### Text shown:
+++

Blotchy Bass Syndrome Is A Virus


Check out the crazy markings on this Pennsylvania bass!

Recently the American Fisheries Society Black Bass Conservation Committee (BBCC) posted photos of this striking, black-splotched largemouth bass on its Facebook page.
The photos, which are screen shots from a video shot by professional bass fisherman Grae Buck, show his wife Jessica Buck holding a fish with melanosis. The post goes on to explain that this condition is when something affects the pigment expression in the skin, turning it black. Termed blotchy bass syndrome, it has been found in black bass species in waterbodies across the United States with increasing frequency.

“While a truly melanistic fish would be all black, we more commonly see parts of the fish black, irregular blotches, spots, or fins,” the post reads.
These crazy colored fish show up from time to time, and previously it has been explained as a genetic mutation. In its explanation of this fish, however, BBCC pointed to new research being conducted at the U.S.G.S. Eastern Ecological Science Center in West Virginia.

The research found that this blotchy skin condition is actually caused by a viral infection, an emerging novel adomavirus. Researchers have not pinned down a cause yet, but a U.S.G.S. report suggests higher incidences of blotchy bass syndrome in disturbed water systems, with a potential link to chemicals.

There is currently broad ongoing research to try and determine the causes and effects of this infection.

+++

Records from a data source
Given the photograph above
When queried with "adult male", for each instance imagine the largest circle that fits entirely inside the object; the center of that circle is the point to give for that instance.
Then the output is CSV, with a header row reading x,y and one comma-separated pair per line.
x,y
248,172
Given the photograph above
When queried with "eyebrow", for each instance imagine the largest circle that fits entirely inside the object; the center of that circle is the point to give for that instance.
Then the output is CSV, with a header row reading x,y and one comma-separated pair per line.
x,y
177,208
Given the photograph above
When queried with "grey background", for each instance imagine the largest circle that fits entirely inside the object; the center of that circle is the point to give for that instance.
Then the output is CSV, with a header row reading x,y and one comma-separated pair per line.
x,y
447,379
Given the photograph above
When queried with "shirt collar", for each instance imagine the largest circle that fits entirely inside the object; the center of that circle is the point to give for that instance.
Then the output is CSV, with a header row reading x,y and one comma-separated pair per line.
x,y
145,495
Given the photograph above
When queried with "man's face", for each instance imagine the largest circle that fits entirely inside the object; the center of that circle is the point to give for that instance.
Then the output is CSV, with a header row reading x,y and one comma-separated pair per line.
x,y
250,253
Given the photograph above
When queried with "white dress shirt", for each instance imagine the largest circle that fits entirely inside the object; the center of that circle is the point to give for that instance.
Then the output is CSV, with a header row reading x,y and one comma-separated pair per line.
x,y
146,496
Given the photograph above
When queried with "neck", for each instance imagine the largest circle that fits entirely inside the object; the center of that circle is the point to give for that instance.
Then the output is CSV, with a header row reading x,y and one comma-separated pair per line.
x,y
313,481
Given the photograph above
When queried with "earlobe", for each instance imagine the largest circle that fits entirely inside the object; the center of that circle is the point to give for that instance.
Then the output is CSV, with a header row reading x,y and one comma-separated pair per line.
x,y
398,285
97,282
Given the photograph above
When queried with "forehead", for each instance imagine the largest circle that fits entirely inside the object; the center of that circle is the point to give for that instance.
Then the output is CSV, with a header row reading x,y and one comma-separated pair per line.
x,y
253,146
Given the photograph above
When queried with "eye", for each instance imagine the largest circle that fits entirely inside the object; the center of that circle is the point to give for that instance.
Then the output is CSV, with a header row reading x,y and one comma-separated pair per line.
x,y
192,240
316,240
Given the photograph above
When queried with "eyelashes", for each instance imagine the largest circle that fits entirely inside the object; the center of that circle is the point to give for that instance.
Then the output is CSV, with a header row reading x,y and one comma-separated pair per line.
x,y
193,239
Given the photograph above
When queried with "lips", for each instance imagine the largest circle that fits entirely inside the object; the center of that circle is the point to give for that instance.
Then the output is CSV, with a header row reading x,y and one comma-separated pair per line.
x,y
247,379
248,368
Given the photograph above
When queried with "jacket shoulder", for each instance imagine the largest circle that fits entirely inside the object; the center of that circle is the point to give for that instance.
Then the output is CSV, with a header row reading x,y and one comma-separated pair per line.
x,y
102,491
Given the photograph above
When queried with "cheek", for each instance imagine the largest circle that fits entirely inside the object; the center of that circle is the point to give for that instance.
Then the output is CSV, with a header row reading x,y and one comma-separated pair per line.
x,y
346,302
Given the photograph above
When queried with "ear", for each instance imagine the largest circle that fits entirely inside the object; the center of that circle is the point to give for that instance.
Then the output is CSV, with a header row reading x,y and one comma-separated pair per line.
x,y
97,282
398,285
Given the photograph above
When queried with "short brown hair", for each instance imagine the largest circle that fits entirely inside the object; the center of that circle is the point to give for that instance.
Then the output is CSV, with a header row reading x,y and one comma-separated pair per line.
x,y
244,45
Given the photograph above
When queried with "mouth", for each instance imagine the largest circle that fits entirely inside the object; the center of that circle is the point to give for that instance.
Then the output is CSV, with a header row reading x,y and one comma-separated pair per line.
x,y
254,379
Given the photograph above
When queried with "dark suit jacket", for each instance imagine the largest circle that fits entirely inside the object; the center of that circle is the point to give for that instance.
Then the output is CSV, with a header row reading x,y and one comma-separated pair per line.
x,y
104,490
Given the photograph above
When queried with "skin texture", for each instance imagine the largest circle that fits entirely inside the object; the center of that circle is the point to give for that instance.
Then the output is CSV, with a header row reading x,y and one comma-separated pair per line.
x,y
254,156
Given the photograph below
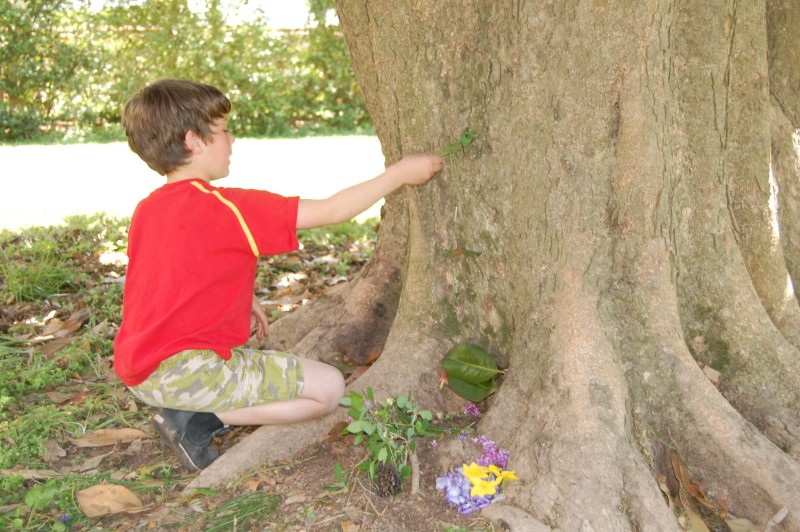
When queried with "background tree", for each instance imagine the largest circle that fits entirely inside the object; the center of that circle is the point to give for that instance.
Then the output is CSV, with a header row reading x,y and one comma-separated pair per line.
x,y
68,67
624,232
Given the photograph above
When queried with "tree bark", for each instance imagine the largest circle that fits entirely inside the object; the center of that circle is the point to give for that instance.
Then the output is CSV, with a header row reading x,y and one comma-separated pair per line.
x,y
608,235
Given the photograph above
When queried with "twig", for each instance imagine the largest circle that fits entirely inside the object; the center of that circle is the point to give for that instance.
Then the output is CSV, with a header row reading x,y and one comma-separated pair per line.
x,y
412,459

+++

### Parts of the exercise:
1. Using the article on blotchy bass syndrome, decide whether each statement agrees with it, answering yes or no and quoting the deciding words: (a) The photos show Grae Buck holding the fish. (b) Researchers have already pinned down a cause of the condition. (c) The condition has been found in black bass across the United States with increasing frequency.
2. Repeat everything in the article on blotchy bass syndrome from "Blotchy Bass Syndrome Is" down to "with increasing frequency.".

### Results of the exercise:
1.
(a) No: "show his wife Jessica Buck holding a fish with melanosis"
(b) No: "Researchers have not pinned down a cause yet"
(c) Yes: "it has been found in black bass species in waterbodies across the United States with increasing frequency"

2.
Blotchy Bass Syndrome Is A Virus


Check out the crazy markings on this Pennsylvania bass!

Recently the American Fisheries Society Black Bass Conservation Committee (BBCC) posted photos of this striking, black-splotched largemouth bass on its Facebook page.
The photos, which are screen shots from a video shot by professional bass fisherman Grae Buck, show his wife Jessica Buck holding a fish with melanosis. The post goes on to explain that this condition is when something affects the pigment expression in the skin, turning it black. Termed blotchy bass syndrome, it has been found in black bass species in waterbodies across the United States with increasing frequency.